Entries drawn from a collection
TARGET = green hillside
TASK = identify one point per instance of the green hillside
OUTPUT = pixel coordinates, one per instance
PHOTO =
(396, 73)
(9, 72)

§ **WHAT IS BEING ASKED**
Pick out each line of the listing that contains the word "instance" and copy those lines.

§ **RIGHT ANSWER**
TASK = identify one point per instance of the green hillside
OUTPUT = pixel coordinates, one per instance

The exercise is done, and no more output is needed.